Excerpted text —
_ _ _ _ _

A benchmark comparing the performance of JSON and MessagePack on different microcontrollers using ArduinoJson library.
I hadn't been aware of MessagePack until ArduinoJson, in v6, has introduced seamless support to it. Testing it was super easy: just one line change. So, given the claimed benefits of MessagePack over JSON, I decided to give it a try, leading me to develop this benchmark.
Clone this repository. You can compile this firmware with PlarformIO. Alternatively, you can use Arduino IDE. The only dependency is ArduinoJson and the Arduino Cores for your boards.
The benchmark embed some JSONs, however you can add your JSONs. Just copy them in input_json.h
and add an entry for each JSON in items
array, at the beginning of main.cpp
.
Select your target board and type pio run -e <your_micro> -t upload
to compile and upload the firmware.
Open the serial monitor (pio device monitor
). Press a key to run the benchmark. When it finishes, you can re-run it by pressing a key. Remember that the results may be affected by the cache after the first trial.
For each data object, you obtain the following data:
- deserialization time using JSON and MessagePack, in microseconds
- serialization time using JSON and MessagePack, in microseconds
- space occupied in serialized form in JSON and MessagePack, in bytes
The firmware prints the results of the benchmark on the serial port. The results are presented in 2 versions: human-friendly and machine-friendly. The former is intended to have an immediate and readable output to check everything is working. The latter is a CSV summary containing only essential raw data, and it is ideal for further algorithmic analysis. Here an example:
Benchmark of (de)serialization of JSON and MessagePack using ArduinoJson
Benchmarking "short int", lenght:48byte, content: {"int1":0,"int2":2,"int3":3,"n...

_ _ _ _ _

Jobs —
- 1) Besides the Arduino Cores for your boards, what is the only dependency named in the benchmark description?
- 2) Retype the part of the benchmark description from "Clone this repository." up to and including "the first trial.".

Source material —
_ _ _ _ _

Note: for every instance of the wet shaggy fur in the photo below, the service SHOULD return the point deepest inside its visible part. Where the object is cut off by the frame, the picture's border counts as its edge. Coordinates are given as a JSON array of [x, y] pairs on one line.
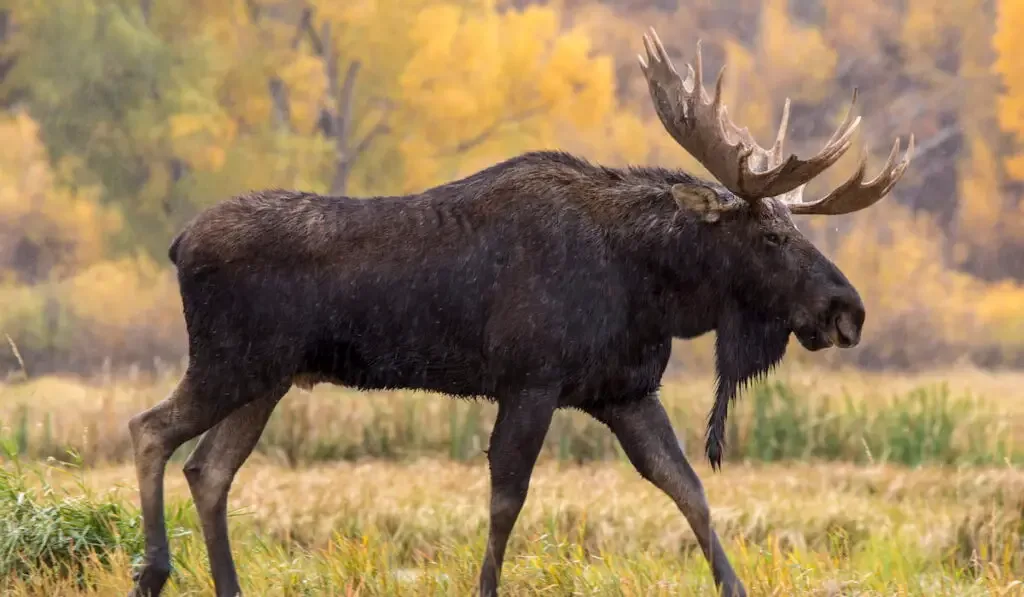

_ _ _ _ _

Results for the exercise —
- 1) ArduinoJson

- 2)
Clone this repository. You can compile this firmware with PlarformIO. Alternatively, you can use Arduino IDE. The only dependency is ArduinoJson and the Arduino Cores for your boards.
The benchmark embed some JSONs, however you can add your JSONs. Just copy them in input_json.h
and add an entry for each JSON in items
array, at the beginning of main.cpp
.
Select your target board and type pio run -e <your_micro> -t upload
to compile and upload the firmware.
Open the serial monitor (pio device monitor
). Press a key to run the benchmark. When it finishes, you can re-run it by pressing a key. Remember that the results may be affected by the cache after the first trial.